• _EXERCISE INSTRUCTIONS_: Across all the records, filter for lines with the word "blossoming" and copy them.

*** MATERIALS PROVIDED ***

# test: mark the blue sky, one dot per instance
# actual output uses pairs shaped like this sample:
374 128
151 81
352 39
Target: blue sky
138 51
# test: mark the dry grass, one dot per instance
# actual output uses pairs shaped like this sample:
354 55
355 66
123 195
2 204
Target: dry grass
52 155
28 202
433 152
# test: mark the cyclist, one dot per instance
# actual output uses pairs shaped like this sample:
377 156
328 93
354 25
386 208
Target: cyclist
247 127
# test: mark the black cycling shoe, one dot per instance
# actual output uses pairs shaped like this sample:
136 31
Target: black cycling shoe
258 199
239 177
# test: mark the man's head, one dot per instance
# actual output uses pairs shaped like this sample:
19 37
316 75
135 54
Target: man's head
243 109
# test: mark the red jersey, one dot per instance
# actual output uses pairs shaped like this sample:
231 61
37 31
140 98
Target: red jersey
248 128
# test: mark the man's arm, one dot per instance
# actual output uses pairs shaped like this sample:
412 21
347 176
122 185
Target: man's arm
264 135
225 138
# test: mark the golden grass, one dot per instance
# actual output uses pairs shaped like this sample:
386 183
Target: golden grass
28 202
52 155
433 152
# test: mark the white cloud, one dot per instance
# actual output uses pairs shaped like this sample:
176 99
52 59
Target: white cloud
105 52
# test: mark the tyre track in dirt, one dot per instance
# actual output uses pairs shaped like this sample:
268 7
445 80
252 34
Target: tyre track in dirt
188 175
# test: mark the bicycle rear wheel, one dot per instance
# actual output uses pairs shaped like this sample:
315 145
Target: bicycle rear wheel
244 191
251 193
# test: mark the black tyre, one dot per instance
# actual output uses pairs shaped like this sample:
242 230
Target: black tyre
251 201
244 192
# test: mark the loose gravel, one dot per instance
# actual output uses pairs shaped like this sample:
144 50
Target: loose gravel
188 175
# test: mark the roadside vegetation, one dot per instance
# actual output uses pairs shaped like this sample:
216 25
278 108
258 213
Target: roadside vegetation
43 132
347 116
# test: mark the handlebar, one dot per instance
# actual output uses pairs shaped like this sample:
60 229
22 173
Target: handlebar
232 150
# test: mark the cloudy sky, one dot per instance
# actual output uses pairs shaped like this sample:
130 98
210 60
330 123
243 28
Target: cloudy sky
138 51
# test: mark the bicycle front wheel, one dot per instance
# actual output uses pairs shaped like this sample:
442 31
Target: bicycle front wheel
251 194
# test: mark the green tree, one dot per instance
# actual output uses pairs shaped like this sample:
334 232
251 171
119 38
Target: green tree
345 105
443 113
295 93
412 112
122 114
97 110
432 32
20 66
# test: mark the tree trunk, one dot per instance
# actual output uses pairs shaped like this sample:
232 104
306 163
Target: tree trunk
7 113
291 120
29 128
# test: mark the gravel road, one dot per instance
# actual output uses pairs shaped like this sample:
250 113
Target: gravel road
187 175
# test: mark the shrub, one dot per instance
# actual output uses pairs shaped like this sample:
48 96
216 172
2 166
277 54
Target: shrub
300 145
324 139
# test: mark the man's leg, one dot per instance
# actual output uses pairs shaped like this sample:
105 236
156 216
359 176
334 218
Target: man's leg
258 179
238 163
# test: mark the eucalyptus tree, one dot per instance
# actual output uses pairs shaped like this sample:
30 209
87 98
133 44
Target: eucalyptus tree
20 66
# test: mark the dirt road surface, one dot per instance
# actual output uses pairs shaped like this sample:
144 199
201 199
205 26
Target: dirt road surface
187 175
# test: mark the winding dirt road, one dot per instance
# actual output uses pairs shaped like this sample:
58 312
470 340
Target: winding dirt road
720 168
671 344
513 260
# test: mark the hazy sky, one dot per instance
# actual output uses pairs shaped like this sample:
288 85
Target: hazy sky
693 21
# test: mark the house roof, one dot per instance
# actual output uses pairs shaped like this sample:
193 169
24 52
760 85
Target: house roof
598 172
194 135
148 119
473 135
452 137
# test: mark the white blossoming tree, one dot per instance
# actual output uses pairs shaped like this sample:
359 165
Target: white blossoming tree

*** End of MATERIALS PROVIDED ***

• _EXERCISE OUTPUT_:
# test: mark the white blossoming tree, one dot per instance
Target: white blossoming tree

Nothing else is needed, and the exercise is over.